Re: [HACKERS] Unportable implementation of background worker start - Mailing list pgsql-hackers

From Tom Lane
Subject Re: [HACKERS] Unportable implementation of background worker start
Date
Msg-id 9205.1492833041@sss.pgh.pa.us
Whole thread Raw
In response to Re: [HACKERS] Unportable implementation of background worker start  (Tom Lane <tgl@sss.pgh.pa.us>)
Responses Re: [HACKERS] Unportable implementation of background worker start  (Andres Freund <andres@anarazel.de>)
Re: [HACKERS] Unportable implementation of background worker start  (Andres Freund <andres@anarazel.de>)
List pgsql-hackers
I wrote:
> Attached is a lightly-tested draft patch that converts the postmaster to
> use a WaitEventSet for waiting in ServerLoop.  I've got mixed emotions
> about whether this is the direction to proceed, though.

Attached are a couple of patches that represent a plausible Plan B.
The first one changes the postmaster to run its signal handlers without
specifying SA_RESTART.  I've confirmed that that seems to fix the
select_parallel-test-takes-a-long-time problem on gaur/pademelon.
The second one uses pselect, if available, to replace the unblock-signals/
select()/block-signals dance in ServerLoop.  On platforms where pselect
exists and works properly, that should fix the race condition I described
previously.  On platforms where it doesn't, we're no worse off than
before.

As mentioned in the comments for the second patch, even if we don't
have working pselect(), the only problem is that ServerLoop's response
to an interrupt might be delayed by as much as the up-to-1-minute timeout.
The only existing case where that's really bad is launching multiple
bgworkers.  I would therefore advocate also changing maybe_start_bgworker
to start up to N bgworkers per call, where N is large enough to pretty
much always satisfy simultaneously-arriving requests.  I'd pick 100 or
so, but am willing to negotiate.

I think that these patches represent something we could back-patch
without a lot of trepidation, unlike the WaitEventSet-based approach.
Therefore, my proposal is to apply and backpatch these changes, and
call it good for v10.  For v11, we could work on changing the postmaster
to not do work in signal handlers, as discussed upthread.  That would
supersede these two patches completely, though I'd still advocate for
keeping the change in maybe_start_bgworker.

Note: for testing purposes, these patches are quite independent; just
ignore the hunk in the second patch that changes a comment added by
the first one.

            regards, tom lane

diff --git a/src/backend/postmaster/postmaster.c b/src/backend/postmaster/postmaster.c
index c382345..52b5e2c 100644
*** a/src/backend/postmaster/postmaster.c
--- b/src/backend/postmaster/postmaster.c
*************** PostmasterMain(int argc, char *argv[])
*** 610,615 ****
--- 610,624 ----
      /*
       * Set up signal handlers for the postmaster process.

Collected material —
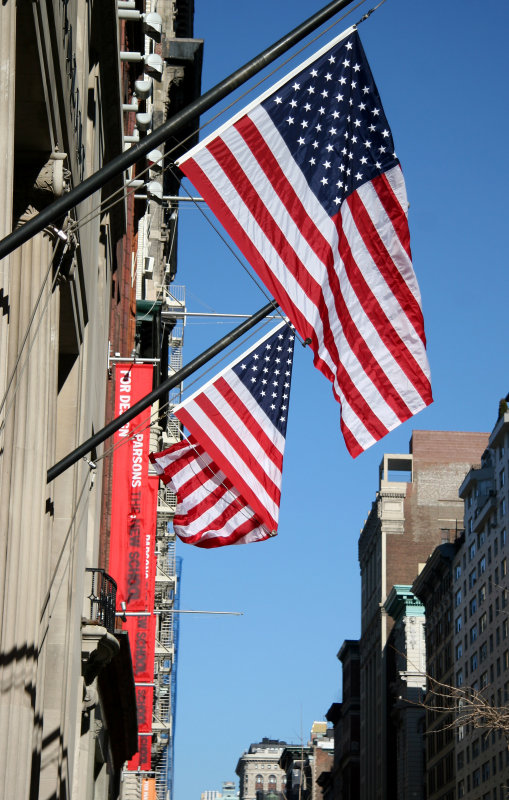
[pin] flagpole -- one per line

Aim of the task — Transcribe the mailing-list message about background worker start, starting with "From Tom Lane" and going on through "start  (Tom Lane <tgl@sss.pgh.pa.us>)".

Result of this task —
From Tom Lane
Subject Re: [HACKERS] Unportable implementation of background worker start
Date
Msg-id 9205.1492833041@sss.pgh.pa.us
Whole thread Raw
In response to Re: [HACKERS] Unportable implementation of background worker start  (Tom Lane <tgl@sss.pgh.pa.us>)